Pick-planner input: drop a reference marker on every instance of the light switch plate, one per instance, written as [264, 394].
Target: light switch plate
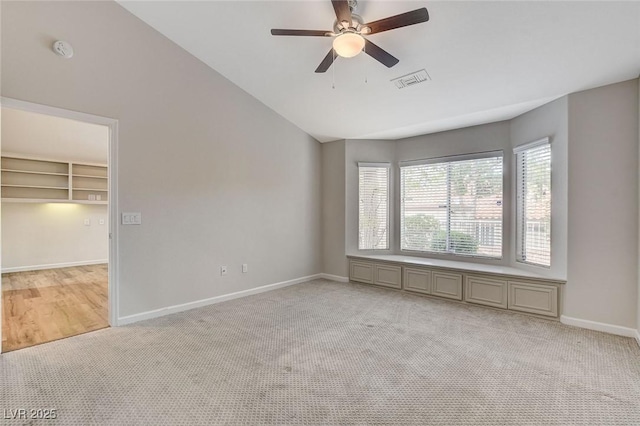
[134, 218]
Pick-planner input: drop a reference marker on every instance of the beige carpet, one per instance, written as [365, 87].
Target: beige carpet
[330, 353]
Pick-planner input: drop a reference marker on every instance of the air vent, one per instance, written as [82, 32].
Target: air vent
★ ★ ★
Convert the records above into a JSON array of strings, one string per line, with blank lines skipped and the pictures left out.

[
  "Pick-planner input: drop a reference marker on every instance of the light switch plate, one per instance, written as [264, 394].",
  "Target: light switch plate",
  "[134, 218]",
  "Pick-planner input: drop a reference marker on every instance of the beige carpet, one per instance, written as [365, 87].",
  "Target: beige carpet",
  "[330, 353]",
  "Pick-planner input: drop a reference marker on every instance of the air vent, one per instance, written as [82, 32].",
  "Target: air vent"
]